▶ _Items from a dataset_
▽

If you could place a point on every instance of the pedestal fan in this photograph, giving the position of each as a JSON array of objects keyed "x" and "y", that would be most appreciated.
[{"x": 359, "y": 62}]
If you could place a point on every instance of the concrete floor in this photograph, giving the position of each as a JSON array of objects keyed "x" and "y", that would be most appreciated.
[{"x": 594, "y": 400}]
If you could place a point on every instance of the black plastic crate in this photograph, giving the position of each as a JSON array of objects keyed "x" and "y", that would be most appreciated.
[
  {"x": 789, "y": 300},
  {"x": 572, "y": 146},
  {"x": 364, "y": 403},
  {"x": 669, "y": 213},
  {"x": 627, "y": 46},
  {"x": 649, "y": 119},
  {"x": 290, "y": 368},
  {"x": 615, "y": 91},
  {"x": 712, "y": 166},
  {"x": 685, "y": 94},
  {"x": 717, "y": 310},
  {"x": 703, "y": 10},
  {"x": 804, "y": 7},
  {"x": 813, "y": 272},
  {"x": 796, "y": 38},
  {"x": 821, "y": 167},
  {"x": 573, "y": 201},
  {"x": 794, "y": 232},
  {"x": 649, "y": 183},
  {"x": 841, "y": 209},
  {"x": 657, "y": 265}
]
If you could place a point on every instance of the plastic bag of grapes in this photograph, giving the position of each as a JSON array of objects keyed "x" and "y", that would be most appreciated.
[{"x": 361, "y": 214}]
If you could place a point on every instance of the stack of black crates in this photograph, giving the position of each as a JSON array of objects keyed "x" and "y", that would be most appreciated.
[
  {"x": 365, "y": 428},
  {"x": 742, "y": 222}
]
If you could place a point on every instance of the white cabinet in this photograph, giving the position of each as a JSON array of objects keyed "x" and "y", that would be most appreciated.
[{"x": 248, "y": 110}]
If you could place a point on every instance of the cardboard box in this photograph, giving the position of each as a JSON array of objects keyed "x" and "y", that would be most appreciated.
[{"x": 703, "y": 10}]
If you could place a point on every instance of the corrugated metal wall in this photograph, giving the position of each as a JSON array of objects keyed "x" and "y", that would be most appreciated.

△

▶ _WHAT YOU ARE ASKED TO DO_
Your answer must be the records above, repeated exactly.

▶ _TASK ANSWER_
If you could place a point on every instance of the pedestal fan in this photograph, giving the position of each as a JSON array of objects keyed "x" and "y", that would be most appreciated.
[{"x": 359, "y": 62}]
If you could place a point on every instance of the concrete floor in this photograph, giving the position of each as a JSON array of objects keyed "x" and "y", that would be most appreciated.
[{"x": 594, "y": 400}]
If you could place a point on every instance of the black plastic crate in this photograph, giving the position of each as a JSON array of objects keyed "x" and "y", that would be most appreciated.
[
  {"x": 789, "y": 300},
  {"x": 572, "y": 146},
  {"x": 364, "y": 403},
  {"x": 669, "y": 213},
  {"x": 627, "y": 46},
  {"x": 649, "y": 119},
  {"x": 290, "y": 368},
  {"x": 615, "y": 91},
  {"x": 712, "y": 166},
  {"x": 685, "y": 94},
  {"x": 717, "y": 310},
  {"x": 703, "y": 10},
  {"x": 804, "y": 7},
  {"x": 813, "y": 272},
  {"x": 796, "y": 38},
  {"x": 821, "y": 167},
  {"x": 573, "y": 201},
  {"x": 794, "y": 232},
  {"x": 649, "y": 183},
  {"x": 841, "y": 209},
  {"x": 657, "y": 265}
]
If you could place a point on every instance of the plastic bag of grapes in this photograph, giving the position of each as a JSON array of objects keyed "x" and "y", that would be most appreciated.
[{"x": 361, "y": 214}]
If you could place a point on every instance of the stack of black crates in this photograph, giving the position of each as a JSON array of objects keyed "x" and "y", that would be most appreciated.
[
  {"x": 365, "y": 428},
  {"x": 742, "y": 222}
]
If you could place a point on every instance of the white cabinet in this photograph, giving the position of each as a JSON array of objects keyed "x" and "y", that would be most appreciated.
[{"x": 248, "y": 110}]
If you could place a point on every instance of the cardboard box in this photograph, giving the position of each as a JSON array of objects keyed "x" and "y", that would be most appreciated.
[{"x": 703, "y": 10}]
If you could place a point on every instance of the corrugated metal wall in this photograph, giving the position of each as a JSON array of objects keyed "x" and "y", that would be most appreciated.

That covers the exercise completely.